# START OF TASK INPUT
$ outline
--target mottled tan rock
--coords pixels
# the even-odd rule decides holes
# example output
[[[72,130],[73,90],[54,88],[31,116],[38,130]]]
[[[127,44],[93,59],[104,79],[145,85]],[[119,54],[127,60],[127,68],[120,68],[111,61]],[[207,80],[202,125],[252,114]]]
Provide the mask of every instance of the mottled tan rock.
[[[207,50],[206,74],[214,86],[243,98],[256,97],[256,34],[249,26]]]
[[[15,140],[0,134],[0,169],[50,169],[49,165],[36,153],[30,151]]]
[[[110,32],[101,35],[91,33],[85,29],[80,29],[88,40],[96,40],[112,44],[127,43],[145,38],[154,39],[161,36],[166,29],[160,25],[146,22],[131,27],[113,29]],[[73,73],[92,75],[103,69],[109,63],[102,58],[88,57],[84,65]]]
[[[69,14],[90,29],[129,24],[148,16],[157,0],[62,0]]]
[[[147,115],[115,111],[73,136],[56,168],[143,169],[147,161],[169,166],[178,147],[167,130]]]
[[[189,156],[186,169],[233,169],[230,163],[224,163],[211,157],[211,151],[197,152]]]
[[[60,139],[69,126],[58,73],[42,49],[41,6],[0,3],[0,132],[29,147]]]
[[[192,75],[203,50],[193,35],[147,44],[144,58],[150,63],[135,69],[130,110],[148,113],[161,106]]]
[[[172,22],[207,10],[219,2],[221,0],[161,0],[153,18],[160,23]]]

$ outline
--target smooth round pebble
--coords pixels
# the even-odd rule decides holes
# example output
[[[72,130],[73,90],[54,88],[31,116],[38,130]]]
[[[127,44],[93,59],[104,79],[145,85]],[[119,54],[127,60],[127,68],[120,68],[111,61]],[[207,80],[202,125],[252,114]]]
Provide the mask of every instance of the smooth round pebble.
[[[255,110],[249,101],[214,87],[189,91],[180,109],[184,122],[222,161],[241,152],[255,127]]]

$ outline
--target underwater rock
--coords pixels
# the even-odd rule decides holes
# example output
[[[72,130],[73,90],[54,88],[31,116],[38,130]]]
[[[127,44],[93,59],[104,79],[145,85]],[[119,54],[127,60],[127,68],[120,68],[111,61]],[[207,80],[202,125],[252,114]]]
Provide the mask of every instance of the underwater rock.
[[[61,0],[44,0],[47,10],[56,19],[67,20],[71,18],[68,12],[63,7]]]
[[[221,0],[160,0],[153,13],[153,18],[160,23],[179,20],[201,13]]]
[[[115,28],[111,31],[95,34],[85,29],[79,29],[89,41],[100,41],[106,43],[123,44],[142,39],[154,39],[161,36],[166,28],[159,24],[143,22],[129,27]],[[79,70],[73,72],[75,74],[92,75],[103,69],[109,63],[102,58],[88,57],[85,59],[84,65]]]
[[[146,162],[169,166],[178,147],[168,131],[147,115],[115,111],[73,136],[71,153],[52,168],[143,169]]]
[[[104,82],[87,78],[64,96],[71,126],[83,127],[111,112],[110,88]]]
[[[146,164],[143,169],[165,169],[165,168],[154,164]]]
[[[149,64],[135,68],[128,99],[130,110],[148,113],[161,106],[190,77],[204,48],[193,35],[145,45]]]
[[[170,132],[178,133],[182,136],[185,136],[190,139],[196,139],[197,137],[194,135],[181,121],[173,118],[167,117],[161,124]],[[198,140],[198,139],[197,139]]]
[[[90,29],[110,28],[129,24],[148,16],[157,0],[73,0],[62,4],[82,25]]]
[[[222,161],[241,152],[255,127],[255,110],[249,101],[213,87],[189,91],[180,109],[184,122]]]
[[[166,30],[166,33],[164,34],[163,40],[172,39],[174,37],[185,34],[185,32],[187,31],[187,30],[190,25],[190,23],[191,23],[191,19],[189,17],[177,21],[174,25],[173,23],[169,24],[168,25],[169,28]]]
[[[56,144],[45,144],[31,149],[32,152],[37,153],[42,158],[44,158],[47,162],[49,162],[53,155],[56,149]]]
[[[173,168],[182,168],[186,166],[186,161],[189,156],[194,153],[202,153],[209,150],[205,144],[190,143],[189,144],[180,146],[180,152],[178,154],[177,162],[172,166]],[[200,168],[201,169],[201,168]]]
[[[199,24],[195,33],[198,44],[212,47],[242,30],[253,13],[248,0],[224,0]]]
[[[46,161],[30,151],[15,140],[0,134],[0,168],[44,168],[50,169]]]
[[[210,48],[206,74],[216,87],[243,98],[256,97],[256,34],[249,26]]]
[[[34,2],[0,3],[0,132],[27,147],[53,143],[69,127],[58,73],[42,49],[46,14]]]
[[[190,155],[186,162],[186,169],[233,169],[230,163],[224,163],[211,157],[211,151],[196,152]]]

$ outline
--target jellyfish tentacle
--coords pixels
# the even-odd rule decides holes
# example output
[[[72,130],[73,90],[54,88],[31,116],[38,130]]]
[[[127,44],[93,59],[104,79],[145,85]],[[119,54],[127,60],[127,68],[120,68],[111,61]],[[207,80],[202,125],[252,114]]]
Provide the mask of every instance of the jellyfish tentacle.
# END OF TASK INPUT
**TASK REQUIREMENTS:** Pick out and copy each line of the listing above that contains the string "underwater", treating uppercase and lowercase as different.

**REPLY TO THE TASK:**
--target underwater rock
Provide the mask of every instance of the underwater rock.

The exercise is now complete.